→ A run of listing
◇ ◇ ◇
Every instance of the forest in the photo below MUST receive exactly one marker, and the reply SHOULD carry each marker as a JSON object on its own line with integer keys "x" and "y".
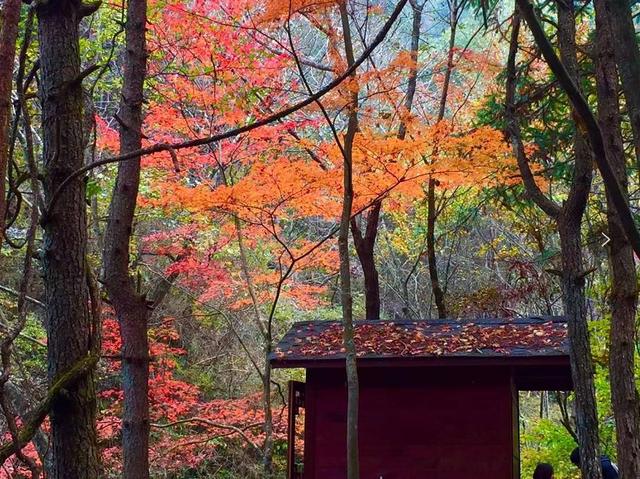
{"x": 183, "y": 184}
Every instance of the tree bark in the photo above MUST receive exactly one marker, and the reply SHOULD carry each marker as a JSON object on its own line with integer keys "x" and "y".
{"x": 353, "y": 393}
{"x": 8, "y": 37}
{"x": 71, "y": 331}
{"x": 432, "y": 214}
{"x": 365, "y": 248}
{"x": 588, "y": 122}
{"x": 568, "y": 219}
{"x": 627, "y": 55}
{"x": 569, "y": 224}
{"x": 130, "y": 306}
{"x": 624, "y": 290}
◇ ◇ ◇
→ Short exercise
Reproduce the listing above word for word, with every line kept the same. Leave out the pictures.

→ Task result
Every instance of the forest in the photo below MUST receive exactly one marker, and the reply SHOULD carry each marker as a JSON object on its own line with integer keys "x" and "y".
{"x": 183, "y": 184}
Every instance of the tree bark in the photo above MUST receive exactly one marker, and the reply SHOULD carry each marker as a JSON object on its own line with integer keys "x" and "y".
{"x": 353, "y": 393}
{"x": 8, "y": 37}
{"x": 71, "y": 331}
{"x": 432, "y": 214}
{"x": 365, "y": 248}
{"x": 588, "y": 122}
{"x": 568, "y": 219}
{"x": 627, "y": 55}
{"x": 569, "y": 224}
{"x": 130, "y": 306}
{"x": 624, "y": 290}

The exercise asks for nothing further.